> **Activity**
From the listing below, copy each line where "short" occurs.

> **Excerpted data**
----

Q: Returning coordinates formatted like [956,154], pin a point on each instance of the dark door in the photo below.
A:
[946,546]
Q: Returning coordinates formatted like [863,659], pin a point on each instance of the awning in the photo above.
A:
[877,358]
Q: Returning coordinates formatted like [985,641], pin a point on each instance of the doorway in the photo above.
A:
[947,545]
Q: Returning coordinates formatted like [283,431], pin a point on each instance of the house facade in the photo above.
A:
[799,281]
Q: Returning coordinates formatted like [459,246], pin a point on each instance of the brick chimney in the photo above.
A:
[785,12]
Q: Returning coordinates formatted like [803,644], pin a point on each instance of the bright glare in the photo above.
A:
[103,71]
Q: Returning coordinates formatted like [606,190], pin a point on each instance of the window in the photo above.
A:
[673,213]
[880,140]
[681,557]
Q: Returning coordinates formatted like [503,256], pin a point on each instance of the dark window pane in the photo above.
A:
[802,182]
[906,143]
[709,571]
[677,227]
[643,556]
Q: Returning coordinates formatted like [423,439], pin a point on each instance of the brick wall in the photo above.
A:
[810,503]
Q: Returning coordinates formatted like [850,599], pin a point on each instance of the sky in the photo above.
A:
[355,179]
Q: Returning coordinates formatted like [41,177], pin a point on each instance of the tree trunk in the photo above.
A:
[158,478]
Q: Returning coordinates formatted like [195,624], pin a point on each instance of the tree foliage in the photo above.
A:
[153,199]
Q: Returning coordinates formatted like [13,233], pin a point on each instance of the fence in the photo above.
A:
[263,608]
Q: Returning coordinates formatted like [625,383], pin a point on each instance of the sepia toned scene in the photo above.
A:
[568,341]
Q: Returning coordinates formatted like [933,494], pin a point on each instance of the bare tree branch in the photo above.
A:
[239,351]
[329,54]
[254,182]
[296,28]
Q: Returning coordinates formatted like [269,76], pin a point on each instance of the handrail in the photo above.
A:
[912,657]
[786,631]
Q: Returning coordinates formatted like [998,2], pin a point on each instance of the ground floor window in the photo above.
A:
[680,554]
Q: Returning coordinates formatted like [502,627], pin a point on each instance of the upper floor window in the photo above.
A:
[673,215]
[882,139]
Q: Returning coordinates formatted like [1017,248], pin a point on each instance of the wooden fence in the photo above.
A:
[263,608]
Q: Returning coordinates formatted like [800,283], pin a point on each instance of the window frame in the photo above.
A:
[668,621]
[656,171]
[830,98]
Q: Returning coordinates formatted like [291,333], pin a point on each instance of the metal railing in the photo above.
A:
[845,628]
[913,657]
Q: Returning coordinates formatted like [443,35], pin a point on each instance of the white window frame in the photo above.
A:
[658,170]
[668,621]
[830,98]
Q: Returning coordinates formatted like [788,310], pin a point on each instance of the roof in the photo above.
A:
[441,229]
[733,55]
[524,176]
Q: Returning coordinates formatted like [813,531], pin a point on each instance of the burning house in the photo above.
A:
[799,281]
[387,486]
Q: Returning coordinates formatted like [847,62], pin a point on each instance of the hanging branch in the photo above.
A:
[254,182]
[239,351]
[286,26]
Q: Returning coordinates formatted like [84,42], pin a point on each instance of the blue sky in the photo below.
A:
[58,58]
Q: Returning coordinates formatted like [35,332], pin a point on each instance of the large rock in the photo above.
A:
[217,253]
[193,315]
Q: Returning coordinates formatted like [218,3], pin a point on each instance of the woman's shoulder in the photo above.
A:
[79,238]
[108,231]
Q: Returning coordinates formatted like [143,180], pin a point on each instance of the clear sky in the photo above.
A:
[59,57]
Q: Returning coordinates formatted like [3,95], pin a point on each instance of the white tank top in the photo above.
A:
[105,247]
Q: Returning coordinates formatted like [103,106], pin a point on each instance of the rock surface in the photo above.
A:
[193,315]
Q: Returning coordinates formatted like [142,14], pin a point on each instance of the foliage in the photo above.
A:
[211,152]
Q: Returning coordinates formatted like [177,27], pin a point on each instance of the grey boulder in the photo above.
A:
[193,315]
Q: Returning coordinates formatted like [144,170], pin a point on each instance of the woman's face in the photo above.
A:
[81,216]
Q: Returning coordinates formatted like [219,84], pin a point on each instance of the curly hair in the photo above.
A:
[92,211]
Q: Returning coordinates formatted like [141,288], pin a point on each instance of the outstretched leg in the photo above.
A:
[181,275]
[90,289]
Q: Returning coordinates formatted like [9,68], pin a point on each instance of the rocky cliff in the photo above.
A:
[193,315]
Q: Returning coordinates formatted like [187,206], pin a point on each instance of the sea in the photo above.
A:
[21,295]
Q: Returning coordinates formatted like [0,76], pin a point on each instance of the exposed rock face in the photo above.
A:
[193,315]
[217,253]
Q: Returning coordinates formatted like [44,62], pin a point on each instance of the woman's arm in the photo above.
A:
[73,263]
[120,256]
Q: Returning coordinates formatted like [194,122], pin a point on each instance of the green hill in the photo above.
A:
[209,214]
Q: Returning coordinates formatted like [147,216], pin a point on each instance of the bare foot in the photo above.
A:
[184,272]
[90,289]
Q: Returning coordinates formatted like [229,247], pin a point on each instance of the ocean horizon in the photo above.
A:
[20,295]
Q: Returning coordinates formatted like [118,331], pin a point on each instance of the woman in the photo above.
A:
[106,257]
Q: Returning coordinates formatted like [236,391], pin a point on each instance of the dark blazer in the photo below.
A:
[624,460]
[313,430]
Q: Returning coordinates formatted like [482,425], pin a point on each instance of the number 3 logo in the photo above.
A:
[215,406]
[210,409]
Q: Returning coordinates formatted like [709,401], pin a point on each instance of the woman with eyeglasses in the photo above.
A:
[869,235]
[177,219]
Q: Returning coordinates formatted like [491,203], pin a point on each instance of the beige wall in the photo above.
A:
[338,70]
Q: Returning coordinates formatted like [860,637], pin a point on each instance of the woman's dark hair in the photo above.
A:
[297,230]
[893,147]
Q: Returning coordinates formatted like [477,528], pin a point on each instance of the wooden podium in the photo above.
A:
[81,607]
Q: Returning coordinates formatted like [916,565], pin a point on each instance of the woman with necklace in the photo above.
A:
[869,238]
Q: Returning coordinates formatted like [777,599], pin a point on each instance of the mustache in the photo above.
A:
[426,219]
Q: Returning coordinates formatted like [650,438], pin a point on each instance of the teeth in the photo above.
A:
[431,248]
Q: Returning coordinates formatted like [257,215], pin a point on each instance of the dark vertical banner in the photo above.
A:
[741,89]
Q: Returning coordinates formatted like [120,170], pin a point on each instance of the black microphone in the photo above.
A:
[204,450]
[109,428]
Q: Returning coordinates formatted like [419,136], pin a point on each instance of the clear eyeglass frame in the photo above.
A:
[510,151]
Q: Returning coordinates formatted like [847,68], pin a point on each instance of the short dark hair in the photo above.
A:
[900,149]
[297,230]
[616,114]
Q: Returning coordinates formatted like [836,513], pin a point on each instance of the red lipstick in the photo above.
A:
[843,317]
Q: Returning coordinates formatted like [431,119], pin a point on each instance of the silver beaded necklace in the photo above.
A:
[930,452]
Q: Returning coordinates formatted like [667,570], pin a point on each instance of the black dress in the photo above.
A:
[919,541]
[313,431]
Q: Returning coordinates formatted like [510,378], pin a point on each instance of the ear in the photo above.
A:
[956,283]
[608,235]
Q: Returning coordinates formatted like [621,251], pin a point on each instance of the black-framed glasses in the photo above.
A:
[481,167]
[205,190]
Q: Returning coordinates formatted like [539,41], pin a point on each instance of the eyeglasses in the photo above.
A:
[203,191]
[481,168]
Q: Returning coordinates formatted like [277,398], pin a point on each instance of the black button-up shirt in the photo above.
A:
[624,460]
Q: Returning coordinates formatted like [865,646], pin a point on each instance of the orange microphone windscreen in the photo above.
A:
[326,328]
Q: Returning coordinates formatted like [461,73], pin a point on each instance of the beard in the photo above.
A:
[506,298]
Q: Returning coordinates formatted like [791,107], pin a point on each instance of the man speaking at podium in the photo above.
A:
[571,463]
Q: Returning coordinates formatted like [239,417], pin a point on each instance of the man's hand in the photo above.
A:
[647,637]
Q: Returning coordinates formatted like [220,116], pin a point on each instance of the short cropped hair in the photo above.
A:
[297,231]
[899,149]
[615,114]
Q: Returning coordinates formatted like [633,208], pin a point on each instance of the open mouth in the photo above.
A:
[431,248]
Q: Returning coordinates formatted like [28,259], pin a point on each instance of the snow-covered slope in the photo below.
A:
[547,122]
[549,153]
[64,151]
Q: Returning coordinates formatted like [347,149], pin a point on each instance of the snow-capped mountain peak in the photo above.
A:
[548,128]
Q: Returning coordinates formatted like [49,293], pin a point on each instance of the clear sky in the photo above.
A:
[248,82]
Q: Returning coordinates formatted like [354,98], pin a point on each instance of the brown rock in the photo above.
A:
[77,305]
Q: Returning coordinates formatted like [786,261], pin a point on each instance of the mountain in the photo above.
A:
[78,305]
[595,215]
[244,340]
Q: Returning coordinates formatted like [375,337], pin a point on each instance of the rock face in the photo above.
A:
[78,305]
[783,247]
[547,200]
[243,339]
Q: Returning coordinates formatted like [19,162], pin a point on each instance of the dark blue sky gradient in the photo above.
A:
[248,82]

----

> **Solution for this exercise**
Q: Returning coordinates formatted like [847,68], pin a point on each instance of the short dark hair in the photo above.
Q: Returning coordinates formatted like [220,116], pin a point on each instance of the short cropped hair in the photo above.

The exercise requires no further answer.